* What the exercise asks *
Write out the following items word for word, leaving out the pictures.

(Photo labels with boxes)
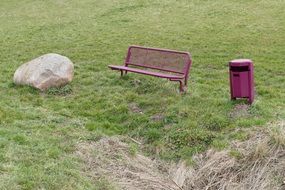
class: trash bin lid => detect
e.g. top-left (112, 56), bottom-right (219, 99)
top-left (230, 59), bottom-right (252, 66)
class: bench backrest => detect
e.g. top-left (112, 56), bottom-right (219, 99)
top-left (125, 46), bottom-right (192, 77)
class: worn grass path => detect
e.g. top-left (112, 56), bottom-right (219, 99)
top-left (0, 0), bottom-right (285, 189)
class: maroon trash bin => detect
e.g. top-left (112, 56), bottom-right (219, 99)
top-left (229, 59), bottom-right (254, 104)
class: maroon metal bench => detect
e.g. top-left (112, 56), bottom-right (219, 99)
top-left (109, 46), bottom-right (192, 92)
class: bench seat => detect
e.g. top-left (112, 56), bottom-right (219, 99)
top-left (108, 46), bottom-right (192, 93)
top-left (109, 65), bottom-right (185, 80)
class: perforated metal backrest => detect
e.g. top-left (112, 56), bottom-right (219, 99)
top-left (126, 46), bottom-right (191, 75)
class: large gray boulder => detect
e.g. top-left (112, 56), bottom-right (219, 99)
top-left (14, 53), bottom-right (74, 91)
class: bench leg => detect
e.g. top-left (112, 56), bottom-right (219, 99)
top-left (179, 80), bottom-right (184, 93)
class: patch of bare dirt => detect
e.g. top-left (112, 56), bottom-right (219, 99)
top-left (129, 103), bottom-right (143, 114)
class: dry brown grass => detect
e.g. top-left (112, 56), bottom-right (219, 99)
top-left (76, 137), bottom-right (180, 190)
top-left (76, 122), bottom-right (285, 190)
top-left (183, 122), bottom-right (285, 190)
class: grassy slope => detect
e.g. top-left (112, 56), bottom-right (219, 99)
top-left (0, 0), bottom-right (285, 189)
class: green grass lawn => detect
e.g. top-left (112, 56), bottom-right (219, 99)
top-left (0, 0), bottom-right (285, 190)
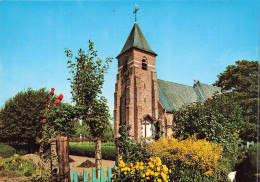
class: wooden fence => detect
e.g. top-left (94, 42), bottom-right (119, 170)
top-left (70, 167), bottom-right (113, 182)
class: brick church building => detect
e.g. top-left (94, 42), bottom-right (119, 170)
top-left (114, 22), bottom-right (220, 141)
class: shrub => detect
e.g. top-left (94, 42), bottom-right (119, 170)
top-left (113, 157), bottom-right (171, 182)
top-left (117, 125), bottom-right (151, 163)
top-left (150, 137), bottom-right (227, 182)
top-left (101, 146), bottom-right (116, 160)
top-left (0, 154), bottom-right (36, 177)
top-left (0, 143), bottom-right (16, 158)
top-left (235, 143), bottom-right (260, 182)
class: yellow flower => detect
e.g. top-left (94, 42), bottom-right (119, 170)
top-left (161, 172), bottom-right (166, 181)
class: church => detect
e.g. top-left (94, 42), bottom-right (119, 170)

* Answer to the problem *
class: trash bin lid => detect
e.g. top-left (112, 56), bottom-right (219, 99)
top-left (230, 59), bottom-right (252, 66)
class: bench backrest => detect
e.g. top-left (112, 56), bottom-right (219, 99)
top-left (125, 46), bottom-right (192, 77)
class: worn grass path => detect
e.g. top-left (112, 56), bottom-right (219, 99)
top-left (0, 0), bottom-right (285, 189)
class: maroon trash bin => detect
e.g. top-left (112, 56), bottom-right (219, 99)
top-left (229, 59), bottom-right (254, 104)
class: maroon metal bench => detect
e.g. top-left (112, 56), bottom-right (219, 99)
top-left (109, 46), bottom-right (192, 92)
class: bench seat => detect
e.g. top-left (112, 56), bottom-right (219, 99)
top-left (108, 46), bottom-right (192, 93)
top-left (109, 65), bottom-right (185, 80)
class: perforated metal backrest => detect
e.g. top-left (112, 56), bottom-right (219, 99)
top-left (126, 46), bottom-right (191, 75)
class: large gray boulder => detect
e.g. top-left (112, 56), bottom-right (219, 99)
top-left (14, 53), bottom-right (74, 91)
class: bench leg => detect
e.g. top-left (112, 56), bottom-right (219, 99)
top-left (179, 80), bottom-right (184, 93)
class: patch of bare dirt => detect
e.g. top-left (112, 56), bottom-right (219, 99)
top-left (129, 103), bottom-right (143, 114)
class: dry brown grass => detect
e.g. top-left (112, 56), bottom-right (219, 99)
top-left (76, 137), bottom-right (180, 190)
top-left (76, 122), bottom-right (285, 190)
top-left (183, 122), bottom-right (285, 190)
class: grassy slope => detect
e.g. top-left (112, 56), bottom-right (219, 99)
top-left (0, 0), bottom-right (285, 189)
class: green grass lawn => detect
e.g. top-left (112, 56), bottom-right (219, 99)
top-left (0, 0), bottom-right (285, 190)
class: wooden fence => detect
e.g. top-left (94, 42), bottom-right (119, 170)
top-left (70, 167), bottom-right (113, 182)
class: brick church building => detect
e.g. top-left (94, 42), bottom-right (119, 170)
top-left (114, 22), bottom-right (220, 141)
class: shrub => detect
e.g. top-left (94, 42), bottom-right (119, 170)
top-left (113, 157), bottom-right (171, 182)
top-left (117, 125), bottom-right (151, 163)
top-left (150, 137), bottom-right (227, 182)
top-left (101, 146), bottom-right (116, 160)
top-left (0, 154), bottom-right (36, 177)
top-left (0, 143), bottom-right (16, 158)
top-left (235, 143), bottom-right (260, 182)
class: yellow flower => detect
e.g. top-left (94, 42), bottom-right (119, 170)
top-left (161, 172), bottom-right (166, 181)
class: church => detect
e.g. top-left (94, 42), bottom-right (119, 170)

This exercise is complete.